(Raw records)
= = = = =

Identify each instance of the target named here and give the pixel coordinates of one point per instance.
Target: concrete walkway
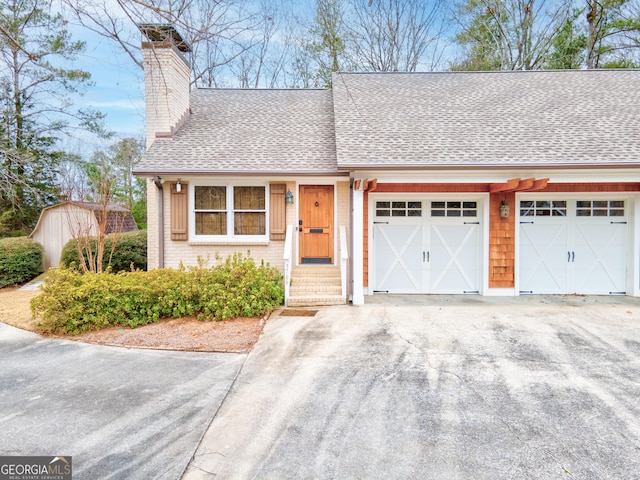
(120, 413)
(446, 388)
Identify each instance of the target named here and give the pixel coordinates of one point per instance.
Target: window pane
(210, 198)
(248, 198)
(211, 223)
(249, 223)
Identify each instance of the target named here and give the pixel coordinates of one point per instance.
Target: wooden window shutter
(179, 212)
(277, 213)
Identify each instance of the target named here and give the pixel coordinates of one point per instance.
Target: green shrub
(130, 252)
(20, 260)
(72, 302)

= = = = =

=== The problem ===
Please recast the records above as a Markdown table with the columns "Row" and "Line," numbering each line and dropping blank lines. Leave the pictures out.

=== Answer for this exercise ===
| Row | Line |
|---|---|
| 1 | Identify each instance of the target named here and give the pixel coordinates of one point per instance. |
| 2 | Target: concrete walkway |
| 3 | (120, 413) |
| 4 | (446, 388) |
| 5 | Identify each instance of the target named here and give the pixel coordinates of one point per instance. |
| 6 | Target: window pane |
| 7 | (210, 198) |
| 8 | (248, 198) |
| 9 | (211, 223) |
| 10 | (249, 223) |
| 11 | Identify each instance of the target named here and give the pixel coordinates of one point per instance. |
| 12 | Target: wooden window shutter |
| 13 | (179, 212) |
| 14 | (277, 213) |
| 15 | Identify each instance of the target named here and give the pixel coordinates of one point per instance. |
| 16 | Target: green shrub |
| 17 | (130, 252) |
| 18 | (20, 260) |
| 19 | (72, 302) |